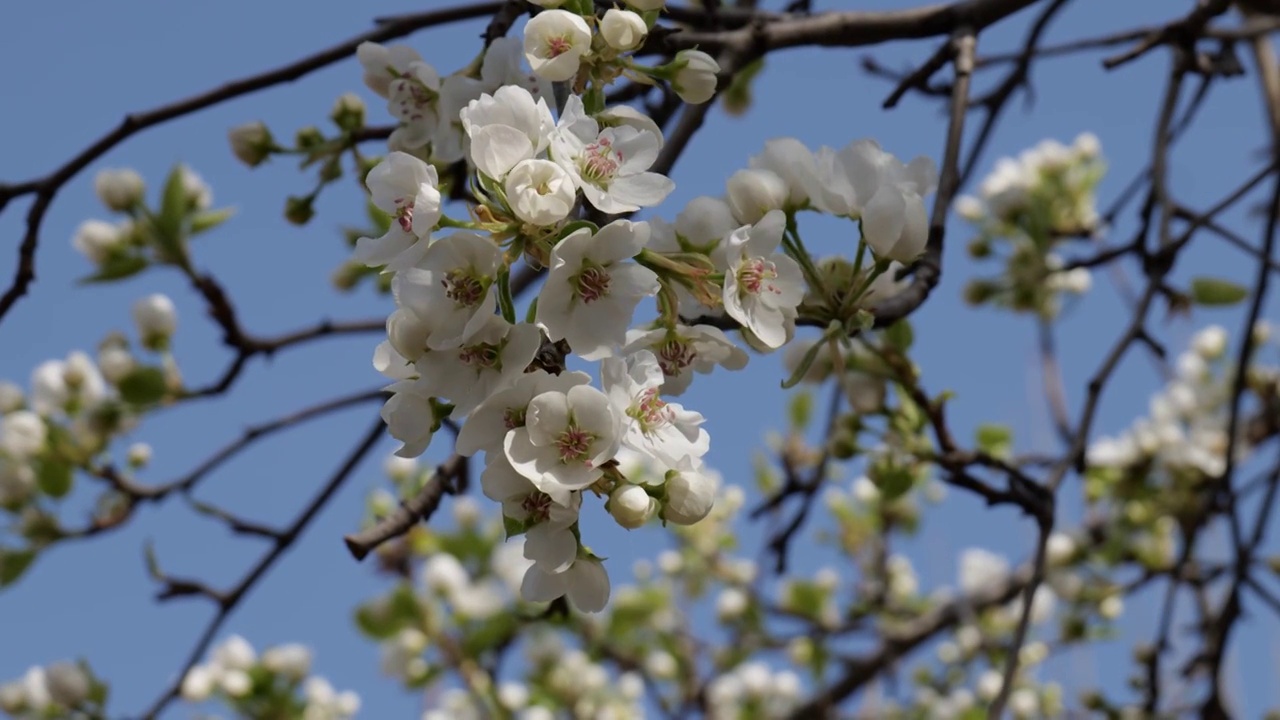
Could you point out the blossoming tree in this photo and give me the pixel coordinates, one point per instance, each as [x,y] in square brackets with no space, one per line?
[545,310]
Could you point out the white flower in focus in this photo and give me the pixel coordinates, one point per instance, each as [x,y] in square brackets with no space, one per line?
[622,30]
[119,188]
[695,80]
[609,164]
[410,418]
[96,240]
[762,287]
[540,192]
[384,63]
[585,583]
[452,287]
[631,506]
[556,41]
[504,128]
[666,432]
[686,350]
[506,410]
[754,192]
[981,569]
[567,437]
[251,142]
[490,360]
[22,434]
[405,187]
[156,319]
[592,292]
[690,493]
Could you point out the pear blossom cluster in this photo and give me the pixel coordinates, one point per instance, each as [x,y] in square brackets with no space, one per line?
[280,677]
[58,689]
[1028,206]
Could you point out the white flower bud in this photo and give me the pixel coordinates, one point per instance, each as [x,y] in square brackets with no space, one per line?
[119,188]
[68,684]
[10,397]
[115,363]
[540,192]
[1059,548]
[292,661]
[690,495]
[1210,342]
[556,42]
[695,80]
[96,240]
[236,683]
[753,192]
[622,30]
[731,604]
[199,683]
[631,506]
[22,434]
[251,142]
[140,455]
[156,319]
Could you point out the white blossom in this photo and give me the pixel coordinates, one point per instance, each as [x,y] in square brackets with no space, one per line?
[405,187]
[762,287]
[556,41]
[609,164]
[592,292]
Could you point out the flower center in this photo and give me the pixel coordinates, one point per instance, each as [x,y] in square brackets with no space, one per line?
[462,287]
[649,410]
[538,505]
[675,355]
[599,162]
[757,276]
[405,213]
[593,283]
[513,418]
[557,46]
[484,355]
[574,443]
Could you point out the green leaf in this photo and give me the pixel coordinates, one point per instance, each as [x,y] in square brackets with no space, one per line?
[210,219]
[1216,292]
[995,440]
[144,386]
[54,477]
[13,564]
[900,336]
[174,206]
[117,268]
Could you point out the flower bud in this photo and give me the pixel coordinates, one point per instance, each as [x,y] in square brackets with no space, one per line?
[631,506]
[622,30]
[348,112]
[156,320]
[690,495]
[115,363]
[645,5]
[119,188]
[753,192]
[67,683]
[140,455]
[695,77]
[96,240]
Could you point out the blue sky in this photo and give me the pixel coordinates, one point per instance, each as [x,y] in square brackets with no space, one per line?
··········
● **WHAT YOU ARE ASKED TO DO**
Could every line above be set down exactly, with the pictures omitted?

● **SOLUTION BELOW**
Could you point out the blossoming tree in this photo and give me the pixel coordinates, one point per instance, each as [x,y] in square brackets with no space, one per line?
[545,310]
Could you point out the white flower in focus in this photo and give me the pixel coordinates, one point per instance, each as [x,y] in square brackets with no space, one per line?
[622,30]
[119,188]
[695,80]
[609,164]
[410,418]
[96,240]
[762,287]
[540,192]
[384,63]
[585,583]
[452,287]
[631,506]
[556,41]
[504,128]
[666,432]
[686,350]
[506,410]
[754,192]
[981,569]
[567,437]
[251,142]
[490,360]
[22,434]
[405,187]
[156,319]
[592,292]
[690,493]
Could you point out the pear blossom cluster in this photo and give me the pixel coordinates, one point per instance, each as [x,y] in square brackets with no space, one per line?
[280,677]
[58,689]
[1028,206]
Could you point out the white flower bud in this photo and give me the pixel coordinates, one point per instance, each as [x,y] in square brackets with no space, one per line?
[119,188]
[68,684]
[10,397]
[115,363]
[540,192]
[1059,548]
[292,661]
[690,495]
[1210,342]
[556,42]
[695,80]
[96,240]
[236,683]
[753,192]
[622,30]
[731,604]
[199,683]
[631,506]
[22,434]
[251,142]
[140,455]
[156,319]
Could you point out the white blossom in this photo and give me the pixel coordinates, one point per instance, each as [x,y] in square brackets with no space, one per line?
[405,187]
[762,287]
[556,41]
[609,164]
[592,292]
Could you point out the flower center in this photo and give me the pixel coordinates, one point per instance, each as [x,y] in square brackets with no space, one per line?
[462,287]
[649,410]
[538,505]
[675,355]
[599,162]
[757,276]
[405,213]
[593,283]
[513,418]
[557,46]
[484,355]
[574,443]
Could you point out the green leaf in this photo and give me the pixel coordinates, one point per instance, each as [x,y] in square brackets with no space, one per line?
[210,219]
[1216,292]
[995,440]
[144,386]
[54,477]
[13,564]
[900,336]
[174,206]
[117,268]
Could you point out the flower bud in this photo and give me the pixel coordinates, one point per instance, each as [x,y] in square brackets with no space, one per line?
[631,506]
[622,30]
[348,112]
[156,320]
[690,495]
[115,363]
[645,5]
[119,188]
[753,192]
[67,683]
[140,455]
[695,77]
[96,240]
Could you point out the blue sky in this photo and give me the pixel coordinates, one point per instance, each as [x,y] in square brackets with no space, one per line?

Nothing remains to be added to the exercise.